_Exercise data_.
═══

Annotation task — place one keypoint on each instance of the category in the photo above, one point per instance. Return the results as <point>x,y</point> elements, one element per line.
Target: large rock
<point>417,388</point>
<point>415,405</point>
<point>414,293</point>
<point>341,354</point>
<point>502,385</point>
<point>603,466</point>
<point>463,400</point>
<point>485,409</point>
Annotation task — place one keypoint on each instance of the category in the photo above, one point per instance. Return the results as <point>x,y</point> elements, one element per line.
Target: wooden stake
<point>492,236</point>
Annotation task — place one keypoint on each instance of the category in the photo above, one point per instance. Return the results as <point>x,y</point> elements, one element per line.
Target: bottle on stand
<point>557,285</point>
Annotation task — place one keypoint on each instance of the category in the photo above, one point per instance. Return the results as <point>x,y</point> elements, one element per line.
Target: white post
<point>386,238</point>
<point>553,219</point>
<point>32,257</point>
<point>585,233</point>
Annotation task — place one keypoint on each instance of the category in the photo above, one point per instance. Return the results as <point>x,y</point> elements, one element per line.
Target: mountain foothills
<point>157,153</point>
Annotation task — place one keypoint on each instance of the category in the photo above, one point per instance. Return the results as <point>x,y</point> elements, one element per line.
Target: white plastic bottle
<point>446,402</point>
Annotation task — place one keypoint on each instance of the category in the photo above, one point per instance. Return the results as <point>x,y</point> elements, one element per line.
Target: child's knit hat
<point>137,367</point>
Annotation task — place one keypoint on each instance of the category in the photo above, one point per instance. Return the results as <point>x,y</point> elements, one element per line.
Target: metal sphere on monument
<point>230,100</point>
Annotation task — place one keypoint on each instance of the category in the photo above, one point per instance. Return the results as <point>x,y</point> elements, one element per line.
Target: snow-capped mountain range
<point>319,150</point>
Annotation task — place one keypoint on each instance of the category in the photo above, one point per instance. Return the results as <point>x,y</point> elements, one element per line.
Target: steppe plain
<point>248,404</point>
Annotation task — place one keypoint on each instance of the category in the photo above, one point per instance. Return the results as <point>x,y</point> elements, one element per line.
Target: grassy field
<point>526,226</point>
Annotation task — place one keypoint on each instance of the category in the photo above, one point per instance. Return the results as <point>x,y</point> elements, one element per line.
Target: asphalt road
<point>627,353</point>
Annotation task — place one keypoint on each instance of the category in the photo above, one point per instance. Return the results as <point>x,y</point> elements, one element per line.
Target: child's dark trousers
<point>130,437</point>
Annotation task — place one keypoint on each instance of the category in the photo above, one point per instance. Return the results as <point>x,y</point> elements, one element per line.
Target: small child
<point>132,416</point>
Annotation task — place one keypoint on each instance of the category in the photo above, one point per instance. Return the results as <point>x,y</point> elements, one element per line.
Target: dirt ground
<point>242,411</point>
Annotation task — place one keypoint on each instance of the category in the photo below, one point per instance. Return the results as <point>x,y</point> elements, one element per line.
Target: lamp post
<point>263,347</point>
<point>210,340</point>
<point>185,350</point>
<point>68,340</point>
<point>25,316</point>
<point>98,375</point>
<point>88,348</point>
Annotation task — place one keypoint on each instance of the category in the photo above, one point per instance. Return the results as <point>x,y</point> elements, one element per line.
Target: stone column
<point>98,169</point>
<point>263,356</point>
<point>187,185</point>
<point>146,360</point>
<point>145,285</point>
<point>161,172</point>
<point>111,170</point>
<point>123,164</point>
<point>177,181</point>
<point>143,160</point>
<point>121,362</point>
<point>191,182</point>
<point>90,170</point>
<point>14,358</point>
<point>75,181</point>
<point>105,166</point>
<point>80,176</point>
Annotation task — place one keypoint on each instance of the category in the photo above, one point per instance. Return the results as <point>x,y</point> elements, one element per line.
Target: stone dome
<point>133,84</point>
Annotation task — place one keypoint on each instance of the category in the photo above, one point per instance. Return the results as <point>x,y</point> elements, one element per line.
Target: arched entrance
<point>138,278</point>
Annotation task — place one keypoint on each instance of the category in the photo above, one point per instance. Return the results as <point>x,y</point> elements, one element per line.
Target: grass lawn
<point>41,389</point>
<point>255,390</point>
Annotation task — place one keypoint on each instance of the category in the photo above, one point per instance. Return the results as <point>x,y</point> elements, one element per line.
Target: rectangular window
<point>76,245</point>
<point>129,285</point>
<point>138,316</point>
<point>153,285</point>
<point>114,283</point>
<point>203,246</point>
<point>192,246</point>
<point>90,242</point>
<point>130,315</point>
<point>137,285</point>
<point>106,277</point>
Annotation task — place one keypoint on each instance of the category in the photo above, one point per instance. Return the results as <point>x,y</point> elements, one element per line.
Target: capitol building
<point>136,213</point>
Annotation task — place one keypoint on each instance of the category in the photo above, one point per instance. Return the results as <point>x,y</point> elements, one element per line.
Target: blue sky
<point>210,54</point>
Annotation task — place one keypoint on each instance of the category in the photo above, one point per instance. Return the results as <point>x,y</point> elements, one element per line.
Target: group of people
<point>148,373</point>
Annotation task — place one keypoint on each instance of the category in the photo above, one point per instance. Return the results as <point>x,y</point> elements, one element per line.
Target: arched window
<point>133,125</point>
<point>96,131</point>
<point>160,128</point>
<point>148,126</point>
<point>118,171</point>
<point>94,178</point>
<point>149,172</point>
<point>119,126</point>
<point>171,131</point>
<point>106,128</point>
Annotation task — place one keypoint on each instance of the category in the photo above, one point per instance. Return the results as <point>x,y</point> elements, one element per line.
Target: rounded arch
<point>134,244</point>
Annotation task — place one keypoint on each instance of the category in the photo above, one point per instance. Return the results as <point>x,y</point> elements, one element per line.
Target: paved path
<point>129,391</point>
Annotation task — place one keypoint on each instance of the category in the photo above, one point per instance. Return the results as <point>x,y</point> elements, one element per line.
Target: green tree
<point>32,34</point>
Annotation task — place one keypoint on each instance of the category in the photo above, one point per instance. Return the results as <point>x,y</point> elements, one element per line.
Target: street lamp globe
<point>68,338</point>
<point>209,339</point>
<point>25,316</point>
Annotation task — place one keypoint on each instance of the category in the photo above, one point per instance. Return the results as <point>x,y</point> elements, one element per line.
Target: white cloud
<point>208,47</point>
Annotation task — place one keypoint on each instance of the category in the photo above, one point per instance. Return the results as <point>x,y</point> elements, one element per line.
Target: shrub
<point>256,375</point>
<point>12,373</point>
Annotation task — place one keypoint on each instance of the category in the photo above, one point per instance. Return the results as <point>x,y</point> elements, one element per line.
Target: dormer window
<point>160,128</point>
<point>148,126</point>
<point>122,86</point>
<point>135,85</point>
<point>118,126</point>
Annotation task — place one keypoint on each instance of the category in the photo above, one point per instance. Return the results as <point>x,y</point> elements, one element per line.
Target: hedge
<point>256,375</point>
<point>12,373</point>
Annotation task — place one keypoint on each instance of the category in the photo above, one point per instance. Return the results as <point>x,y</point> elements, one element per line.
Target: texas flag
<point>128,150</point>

═══

_Activity_. Every line of the data is to be retyped without alteration.

_Result_.
Annotation task — place one keypoint on each instance of the category in the photo above, one point per instance. Return the results as <point>x,y</point> elements, one element per line.
Target: large rock
<point>417,388</point>
<point>415,405</point>
<point>414,293</point>
<point>341,354</point>
<point>502,385</point>
<point>603,466</point>
<point>463,400</point>
<point>485,409</point>
Annotation task — place one keypoint on each instance of the category in the photo above, one point per instance. Return the results as <point>x,y</point> elements, one element per line.
Target: wooden stake
<point>492,236</point>
Annotation task — place one keypoint on each instance of the category in the photo above, one point per instance. Return the results as <point>x,y</point> elements, one element per line.
Target: bottle on stand
<point>557,285</point>
Annotation task — place one keypoint on each instance of the category in the photo above, one point per instance. Return the results as <point>x,y</point> elements, one element per line.
Target: white post
<point>386,238</point>
<point>553,219</point>
<point>32,257</point>
<point>585,233</point>
Annotation task — place one keypoint on each instance of the category in the photo above, one point per instance. Return the results as <point>x,y</point> elements, one element per line.
Target: mountain foothills
<point>157,153</point>
Annotation task — place one keypoint on each instance of the category in the photo above, one point per instance. Return the results as <point>x,y</point> elements, one element per line.
Target: white plastic bottle
<point>446,402</point>
Annotation task — place one keypoint on each instance of the category in the photo above, one point per instance. Return the results as <point>x,y</point> elements, one element per line.
Target: child's knit hat
<point>137,367</point>
Annotation task — place one keypoint on each instance of the category in the photo above, one point per instance. Return the results as <point>x,y</point> elements, one element per line.
Target: metal sphere on monument
<point>230,100</point>
Annotation task — place one keypoint on each instance of the category in the photo above, one point per instance. Return the results as <point>x,y</point> elements, one element per line.
Target: snow-capped mountain range
<point>319,150</point>
Annotation task — place one keypoint on each instance of the category in the photo above, one point per instance. Return the results as <point>x,y</point> elements, one element per line.
Target: steppe plain
<point>248,404</point>
Annotation task — place one keypoint on each instance of the category in the photo above, one point per instance. Return the results as <point>x,y</point> elements, one element per line.
Target: grassy field
<point>526,226</point>
Annotation task — place one keypoint on each instance of the category in the photo above, one point per instance. Return the results as <point>x,y</point> elements, one element per line.
Target: asphalt road
<point>627,353</point>
Annotation task — place one keypoint on each instance of the category in the photo above, one point per instance. Return the results as <point>x,y</point> elements, one element per line.
Target: child's dark trousers
<point>130,437</point>
Annotation task — place one keypoint on each instance of the category in the photo above, one point per instance. Return the results as <point>x,y</point> elements, one element per line.
Target: small child
<point>132,416</point>
Annotation task — place one keypoint on each instance of the category in the photo above, one point per instance. Return the results as <point>x,y</point> elements, one element per line.
Target: dirt ground
<point>242,411</point>
Annotation task — place one keypoint on each instance of the category in the photo below, one point per instance. Return the results as <point>x,y</point> elements, one element per line.
Target: lamp post
<point>263,347</point>
<point>210,340</point>
<point>185,350</point>
<point>68,340</point>
<point>25,316</point>
<point>98,375</point>
<point>88,348</point>
Annotation task — place one keypoint on each instance of the category in the photo above, one point per instance. Return the results as <point>x,y</point> elements, one element per line.
Target: stone column
<point>98,169</point>
<point>263,356</point>
<point>187,185</point>
<point>146,360</point>
<point>145,285</point>
<point>161,172</point>
<point>111,170</point>
<point>123,164</point>
<point>177,181</point>
<point>143,160</point>
<point>121,362</point>
<point>191,182</point>
<point>90,170</point>
<point>14,358</point>
<point>75,181</point>
<point>105,166</point>
<point>80,176</point>
Annotation task — place one keypoint on each instance of the category in the photo above, one point per instance. Return the results as <point>x,y</point> elements, one element per line.
Target: stone dome
<point>133,84</point>
Annotation task — place one keypoint on each instance of the category in the photo above, one point per instance. Return the results as <point>x,y</point> elements, one element per line.
Target: arched entrance
<point>138,278</point>
Annotation task — place one keypoint on each instance of the category in the photo above, one point per instance. Return the results as <point>x,y</point> elements, one element per line.
Target: grass lawn
<point>41,389</point>
<point>255,390</point>
Annotation task — place one keypoint on each instance of the category in the photo above, one point per instance. Return the results as <point>x,y</point> elements, one element per line.
Target: rectangular window
<point>76,245</point>
<point>129,285</point>
<point>138,316</point>
<point>153,285</point>
<point>114,283</point>
<point>203,246</point>
<point>192,246</point>
<point>90,242</point>
<point>130,315</point>
<point>137,285</point>
<point>106,277</point>
Annotation task — place one keypoint on each instance of the category in the photo above, one point per instance. Return the results as <point>x,y</point> elements, one element per line.
Target: capitol building
<point>136,213</point>
Annotation task — place one keypoint on each instance of the category in the photo above, one point per instance. Return the results as <point>x,y</point> elements, one element per line.
Target: blue sky
<point>210,54</point>
Annotation task — place one keypoint on each instance of the category in the photo above, one point per instance. Return the results as <point>x,y</point> elements, one element per line.
Target: group of people
<point>148,373</point>
Annotation task — place one keypoint on each instance of the category in the photo above, one point per instance. Return the results as <point>x,y</point> elements, one element per line.
Target: arched window
<point>133,125</point>
<point>96,131</point>
<point>160,128</point>
<point>148,126</point>
<point>118,171</point>
<point>94,178</point>
<point>149,172</point>
<point>119,126</point>
<point>171,131</point>
<point>106,128</point>
Annotation task — place one keypoint on each instance of the category in the photo above, one point per instance. Return the results as <point>x,y</point> elements, one element per line.
Target: rounded arch
<point>134,244</point>
Annotation task — place one keypoint on each instance of the category in the photo above, one point per instance. Return the results as <point>x,y</point> elements, one element per line.
Target: paved path
<point>129,391</point>
Annotation task — place one keypoint on each instance of the category in the photo above, one point per instance. Return the results as <point>x,y</point> elements, one element per line.
Target: green tree
<point>32,34</point>
Annotation task — place one keypoint on each instance of the category in the photo above, one point per instance. Return the results as <point>x,y</point> elements, one element per line.
Target: street lamp globe
<point>68,338</point>
<point>209,339</point>
<point>25,316</point>
Annotation task — place one keypoint on each instance of the category in the photo above, one point per instance. Return the results as <point>x,y</point> elements, one element per line.
Target: white cloud
<point>208,47</point>
Annotation task — place one keypoint on each instance of the category in the photo above, one point per instance. Return the results as <point>x,y</point> elements, one element per line.
Target: shrub
<point>256,375</point>
<point>12,373</point>
Annotation task — place one keypoint on each instance of the category in the photo above, one point per instance. Return the results as <point>x,y</point> elements, one element per line.
Target: dormer window
<point>160,128</point>
<point>148,126</point>
<point>122,86</point>
<point>135,85</point>
<point>118,126</point>
Annotation task — place one keypoint on each instance of the category in the photo above, one point per instance. Return the results as <point>x,y</point> elements, one element per line.
Target: hedge
<point>256,375</point>
<point>12,373</point>
Annotation task — place one keypoint on each instance of the category in the photo above, one point per instance. Return the results as <point>x,y</point> elements, one element per line.
Target: texas flag
<point>128,150</point>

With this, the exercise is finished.